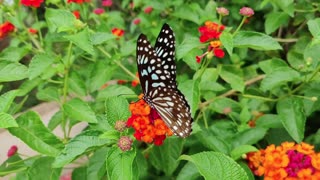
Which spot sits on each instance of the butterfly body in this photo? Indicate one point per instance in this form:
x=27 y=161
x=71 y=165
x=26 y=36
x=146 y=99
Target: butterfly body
x=157 y=73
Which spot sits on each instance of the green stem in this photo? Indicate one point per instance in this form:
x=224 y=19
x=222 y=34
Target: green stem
x=65 y=90
x=240 y=25
x=118 y=63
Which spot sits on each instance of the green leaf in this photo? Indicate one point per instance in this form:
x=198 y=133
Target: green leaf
x=213 y=142
x=41 y=169
x=227 y=41
x=269 y=121
x=13 y=164
x=314 y=27
x=268 y=66
x=117 y=108
x=77 y=84
x=237 y=152
x=49 y=94
x=59 y=20
x=97 y=164
x=189 y=171
x=255 y=40
x=189 y=43
x=190 y=89
x=11 y=71
x=114 y=90
x=6 y=121
x=82 y=40
x=39 y=63
x=6 y=100
x=14 y=54
x=101 y=37
x=79 y=110
x=233 y=76
x=79 y=145
x=277 y=77
x=102 y=72
x=224 y=166
x=274 y=20
x=249 y=136
x=32 y=131
x=168 y=154
x=293 y=117
x=119 y=164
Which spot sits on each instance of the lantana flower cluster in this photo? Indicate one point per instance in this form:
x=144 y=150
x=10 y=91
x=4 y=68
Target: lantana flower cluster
x=288 y=161
x=146 y=122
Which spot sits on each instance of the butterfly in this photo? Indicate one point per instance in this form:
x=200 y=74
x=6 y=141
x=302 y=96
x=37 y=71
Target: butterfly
x=157 y=74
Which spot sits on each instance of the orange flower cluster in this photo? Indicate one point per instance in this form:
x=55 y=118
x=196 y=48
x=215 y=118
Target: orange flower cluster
x=6 y=28
x=148 y=125
x=211 y=32
x=288 y=161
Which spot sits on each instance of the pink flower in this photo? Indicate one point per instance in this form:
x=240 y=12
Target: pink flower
x=136 y=21
x=107 y=3
x=98 y=11
x=246 y=11
x=12 y=151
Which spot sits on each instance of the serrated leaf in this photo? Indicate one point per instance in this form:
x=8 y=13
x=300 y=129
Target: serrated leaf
x=14 y=54
x=224 y=166
x=168 y=153
x=190 y=89
x=233 y=76
x=117 y=108
x=277 y=77
x=274 y=20
x=249 y=136
x=6 y=100
x=293 y=117
x=6 y=121
x=119 y=164
x=82 y=40
x=49 y=94
x=101 y=37
x=237 y=152
x=32 y=131
x=227 y=41
x=39 y=63
x=41 y=169
x=97 y=164
x=314 y=27
x=255 y=40
x=79 y=110
x=59 y=20
x=113 y=90
x=78 y=146
x=12 y=71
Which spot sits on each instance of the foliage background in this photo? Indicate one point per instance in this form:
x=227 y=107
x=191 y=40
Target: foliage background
x=264 y=91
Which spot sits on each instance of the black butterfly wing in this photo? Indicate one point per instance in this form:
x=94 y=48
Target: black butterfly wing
x=173 y=109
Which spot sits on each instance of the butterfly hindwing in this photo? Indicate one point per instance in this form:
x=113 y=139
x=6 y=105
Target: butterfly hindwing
x=157 y=73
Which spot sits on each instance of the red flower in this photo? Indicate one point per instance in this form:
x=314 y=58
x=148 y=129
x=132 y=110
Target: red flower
x=136 y=21
x=98 y=11
x=148 y=9
x=147 y=124
x=32 y=31
x=6 y=28
x=117 y=32
x=219 y=53
x=107 y=3
x=12 y=151
x=78 y=1
x=32 y=3
x=76 y=13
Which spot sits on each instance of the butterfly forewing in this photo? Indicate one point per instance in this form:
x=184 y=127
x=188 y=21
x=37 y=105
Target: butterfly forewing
x=157 y=73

• **SHORT TASK**
Copy exactly, word for word, the line with "Which spot sits on each instance of the orange" through the final line of the listing.

• **SOLUTION**
Which spot sits on each instance of the orange flower cluster in this photo? Indicate one point per instance in this form:
x=55 y=118
x=196 y=48
x=215 y=118
Target: orange flower cluster
x=6 y=28
x=148 y=125
x=211 y=32
x=288 y=161
Which spot sits on each instance of the pink flower in this photo? Indicate one point per instance in this form:
x=240 y=12
Target: pink flower
x=136 y=21
x=107 y=3
x=98 y=11
x=246 y=11
x=12 y=151
Which spot sits on each instance of the serrated leaf in this photo? Indicate one point per instance in this form:
x=8 y=13
x=300 y=129
Target: serrated leaf
x=14 y=54
x=224 y=166
x=168 y=153
x=190 y=89
x=233 y=76
x=117 y=108
x=277 y=77
x=274 y=20
x=249 y=136
x=6 y=100
x=293 y=117
x=6 y=121
x=119 y=164
x=82 y=40
x=49 y=94
x=101 y=37
x=237 y=152
x=32 y=131
x=227 y=41
x=39 y=63
x=41 y=169
x=97 y=164
x=314 y=27
x=255 y=40
x=79 y=110
x=59 y=20
x=113 y=90
x=78 y=146
x=12 y=71
Which spot sits on each instance of the foliage background in this photo? Indicate one point per instance in this form:
x=227 y=107
x=191 y=40
Target: foliage background
x=264 y=91
Which spot sits on each instance of the black butterfly wing in this photo? Indicate one point per instance in this form:
x=94 y=48
Target: black butterfly wing
x=173 y=109
Which spot sits on each instance of the butterfly hindwing in this photo? Indicate one point per instance in this form:
x=113 y=139
x=6 y=105
Target: butterfly hindwing
x=157 y=73
Which spot sits on each instance of the red flower in this photo? Indicate one point per instance in this form:
x=314 y=58
x=148 y=129
x=132 y=110
Target: red flower
x=136 y=21
x=98 y=11
x=148 y=9
x=147 y=124
x=32 y=31
x=6 y=28
x=117 y=32
x=219 y=53
x=107 y=3
x=12 y=151
x=78 y=1
x=32 y=3
x=76 y=13
Which spot sits on each instance of the butterfly forewing in this photo? Indicate one point per instance in this form:
x=184 y=127
x=188 y=21
x=37 y=105
Target: butterfly forewing
x=157 y=73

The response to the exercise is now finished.